## start Page extract
Having better ux than windows mobile doesn't mean that it makes history. It is just a bit better version of a cell phone. The main goal of this device was to ease content (mostly paid garbage or hidden ads) consumption.
If you exclude everything that is not needed to you specifically, you will find that there is just gps + maps, cell-phone, mp3 player and camera. And all of these features working worse than the same via dedicated devices.
Is it a revolution we deserve to combine good features and make them work worse?
It is a revolution but one that was happening anyways, for example in windows mobile devices.
The thing is that combining those dedicated devices makes for a device that you can carry in your pocket all the time. It's simply not feasible to carry a dedicated camera, web browser, GPS/Maps unit, cell phone, music player, and so on. But when they're all packed into one unit, they can be easily carried. The different pieces of functionality can also compliment each other so much more easily as apps.
## end Page extract
## Exercises to complete
a - Repeat the part of the cell phone discussion from "Having better ux" to "via dedicated devices.".
b - Answer these questions about the cell phone discussion:
(i) What was the main goal of the device?
(ii) In which devices was the revolution already happening?
(iii) Where can a device that combines the dedicated devices be carried all the time?
The material that comes next stands apart from the cell phone discussion above.
## start Recorded information
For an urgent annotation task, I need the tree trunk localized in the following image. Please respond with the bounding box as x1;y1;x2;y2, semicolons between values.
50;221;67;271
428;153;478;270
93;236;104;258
## end Recorded information
## Responses by task
a -
Having better ux than windows mobile doesn't mean that it makes history. It is just a bit better version of a cell phone. The main goal of this device was to ease content (mostly paid garbage or hidden ads) consumption.
If you exclude everything that is not needed to you specifically, you will find that there is just gps + maps, cell-phone, mp3 player and camera. And all of these features working worse than the same via dedicated devices.

b -
(i) To ease content consumption, mostly paid garbage or hidden ads.
(ii) In Windows Mobile devices.
(iii) In your pocket.